Object point labels:
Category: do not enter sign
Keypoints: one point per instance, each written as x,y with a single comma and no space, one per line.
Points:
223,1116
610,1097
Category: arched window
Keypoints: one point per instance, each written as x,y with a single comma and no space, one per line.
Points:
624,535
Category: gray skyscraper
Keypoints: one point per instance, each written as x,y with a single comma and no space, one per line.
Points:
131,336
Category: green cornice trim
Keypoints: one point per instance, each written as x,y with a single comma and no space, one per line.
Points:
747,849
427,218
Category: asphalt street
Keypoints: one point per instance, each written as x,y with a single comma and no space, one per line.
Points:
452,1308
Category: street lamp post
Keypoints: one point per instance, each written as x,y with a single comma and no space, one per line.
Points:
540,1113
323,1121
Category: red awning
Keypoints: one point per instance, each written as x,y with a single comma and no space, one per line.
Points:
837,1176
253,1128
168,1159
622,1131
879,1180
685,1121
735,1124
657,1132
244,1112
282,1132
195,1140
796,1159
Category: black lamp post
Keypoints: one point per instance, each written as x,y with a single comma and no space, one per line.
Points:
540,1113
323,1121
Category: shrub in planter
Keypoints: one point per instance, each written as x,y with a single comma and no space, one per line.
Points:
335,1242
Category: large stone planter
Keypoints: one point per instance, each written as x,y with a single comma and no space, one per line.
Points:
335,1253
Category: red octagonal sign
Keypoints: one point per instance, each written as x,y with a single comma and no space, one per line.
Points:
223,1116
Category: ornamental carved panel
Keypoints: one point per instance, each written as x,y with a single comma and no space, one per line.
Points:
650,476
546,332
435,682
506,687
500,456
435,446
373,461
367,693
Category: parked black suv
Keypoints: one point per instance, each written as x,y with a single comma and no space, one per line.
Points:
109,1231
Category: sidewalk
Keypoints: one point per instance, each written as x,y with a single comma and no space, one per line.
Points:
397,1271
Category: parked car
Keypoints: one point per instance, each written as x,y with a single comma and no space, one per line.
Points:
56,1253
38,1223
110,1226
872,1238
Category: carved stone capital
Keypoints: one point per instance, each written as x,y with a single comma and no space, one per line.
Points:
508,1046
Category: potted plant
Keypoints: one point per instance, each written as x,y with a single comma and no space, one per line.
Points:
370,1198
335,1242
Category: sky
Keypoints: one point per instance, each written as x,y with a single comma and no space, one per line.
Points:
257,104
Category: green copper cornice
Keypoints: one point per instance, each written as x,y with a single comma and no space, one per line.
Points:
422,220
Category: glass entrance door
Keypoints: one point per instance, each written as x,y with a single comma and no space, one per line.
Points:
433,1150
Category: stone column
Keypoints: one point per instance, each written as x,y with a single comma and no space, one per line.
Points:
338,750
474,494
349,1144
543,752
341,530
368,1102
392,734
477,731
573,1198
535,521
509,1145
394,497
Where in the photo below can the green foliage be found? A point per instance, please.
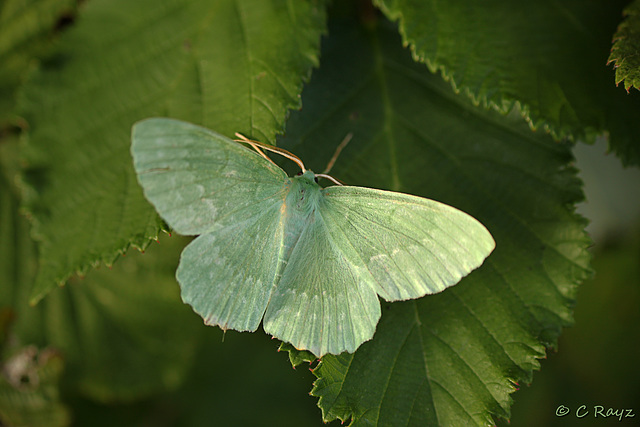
(458, 353)
(25, 32)
(142, 59)
(304, 249)
(625, 53)
(546, 56)
(239, 66)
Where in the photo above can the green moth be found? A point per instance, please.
(309, 262)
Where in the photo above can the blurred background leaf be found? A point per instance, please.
(125, 61)
(624, 53)
(27, 28)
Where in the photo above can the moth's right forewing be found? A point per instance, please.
(411, 246)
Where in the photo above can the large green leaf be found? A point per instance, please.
(29, 390)
(624, 53)
(450, 358)
(548, 56)
(232, 65)
(25, 28)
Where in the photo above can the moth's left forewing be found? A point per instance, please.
(411, 246)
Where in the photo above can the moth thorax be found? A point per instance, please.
(304, 194)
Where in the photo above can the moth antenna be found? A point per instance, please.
(330, 178)
(341, 146)
(253, 145)
(277, 150)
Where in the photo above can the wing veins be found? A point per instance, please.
(409, 238)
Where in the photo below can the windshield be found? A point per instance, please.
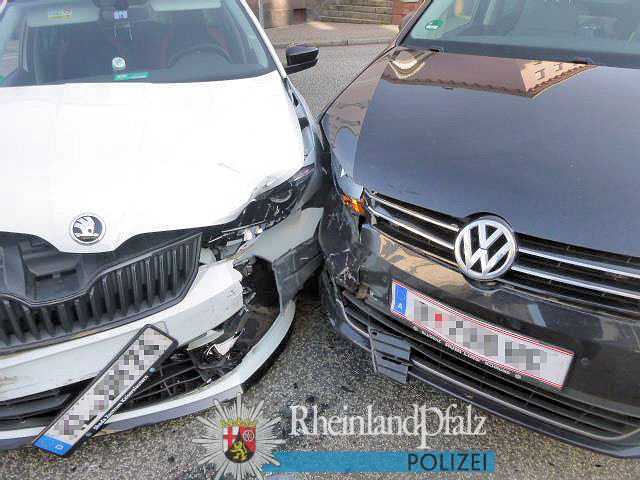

EXERCISE PROMPT:
Reproduce every one of the lines above word for word, leaving out the pictures.

FULL ANSWER:
Category: do not enter sign
Keypoints: one point per instance, each written as x,y with a single comma and no space, one per line.
Points:
223,1116
610,1097
Category: arched window
Keypoints: one point per instance, each written as x,y with a single comma and no space, one per line.
Points:
624,535
Category: gray skyscraper
Keypoints: one point per instance, each written as x,y with a single comma and no space, one per line.
Points:
131,336
Category: green cornice trim
Keypoints: one point per instance, each written as x,y with a single comma and no space, one per line.
Points:
747,849
427,218
Category: asphalt street
Keypoints: one point per instance, each written as x,y with a single comma and no space, one per line.
Points:
452,1308
Category: street lamp post
Keypoints: one point per instance, each written as x,y with a single comma and no space, one per line.
Points:
540,1113
323,1121
Category: red awning
Keypoints: one point per instance, each written as x,y with a single comma and no space, one per line.
Points:
837,1176
253,1128
168,1159
622,1131
879,1180
685,1121
735,1124
657,1132
244,1112
282,1132
195,1140
796,1159
Category: black lamp post
Keypoints: one point per instance, each written as x,y with a single comma and no space, one per line.
Points:
540,1113
323,1121
Category: shrub in planter
Keypoints: one point per instance, each written as x,y with a single comma and no space, one per line.
Points:
335,1242
Category: large stone planter
Keypoints: one point per instance, each written as x,y with a single comma and no space, one per line.
Points:
335,1253
Category: red octagonal sign
Keypoints: one point per instance, each written as x,y with a single comma and no space, one per line.
Points:
223,1116
Category: ornamental carved panel
Keypoints: one point per instance, each written as x,y with a single comma and no space, one per line.
Points:
650,476
546,332
435,682
506,687
500,456
435,446
373,461
367,693
Category: parked black suv
Keypoints: one point per instance, each written as x,y with a single comma and no space, one per line.
Points:
109,1231
Category: sidewalk
Keypoints: one point per instance, each written as x,y with a single comma and no space, one per line.
Points:
397,1271
Category: parked car
Keypoints: one point per instance, each written as x,y with a single comma and no space, one per line.
Points:
56,1253
38,1223
110,1226
872,1238
Category: carved stone capital
Keypoints: one point per instance, each written as x,y with a single comma and no space, one per line.
Points:
508,1046
Category: potted plant
Keypoints: one point per instance, each written as x,y with a single comma and no space, one per line.
Points:
370,1198
335,1242
Category: sky
Keypoints: one point per instance, each written as x,y with a single comma and no space, one per line.
Points:
257,104
Category: green copper cornice
Keypoints: one point per instance, each written as x,y with a single comma and no space, one per line.
Points:
422,220
Category: glass entrance door
Keypoints: one point per instance, each written as x,y with a single comma and no space, one per line.
Points:
433,1150
Category: stone column
Keypoints: one point per instance, each written as x,y with a single comma and no space, one per line.
Points:
338,750
474,494
349,1144
543,752
341,530
368,1102
392,734
477,731
573,1198
535,521
509,1145
394,497
Where in the photo below can the green foliage be found? A point per instance, please.
(458, 353)
(25, 32)
(142, 59)
(304, 249)
(625, 53)
(546, 56)
(239, 66)
Where in the photo above can the green moth be found? A point per instance, please.
(309, 262)
Where in the photo above can the blurred background leaf be found? A point per instance, please.
(125, 61)
(624, 53)
(27, 28)
Where in the photo above can the moth's right forewing be found? A point per instance, please.
(411, 246)
Where in the photo above can the large green leaf be found? A point per instance, please.
(29, 390)
(624, 53)
(450, 358)
(548, 56)
(232, 65)
(25, 28)
Where in the photo above can the moth's left forewing be found? A point per instance, please.
(411, 246)
Where in the photo above can the moth thorax be found? A point per instance, please.
(304, 194)
Where in the photo above can the moth antenna be found? A point per instance, please.
(330, 178)
(341, 146)
(253, 145)
(277, 150)
Where in the photo above can the wing veins be found? A point per instance, please.
(409, 238)
Where in the photo below can the windshield be found? A point per instance, please.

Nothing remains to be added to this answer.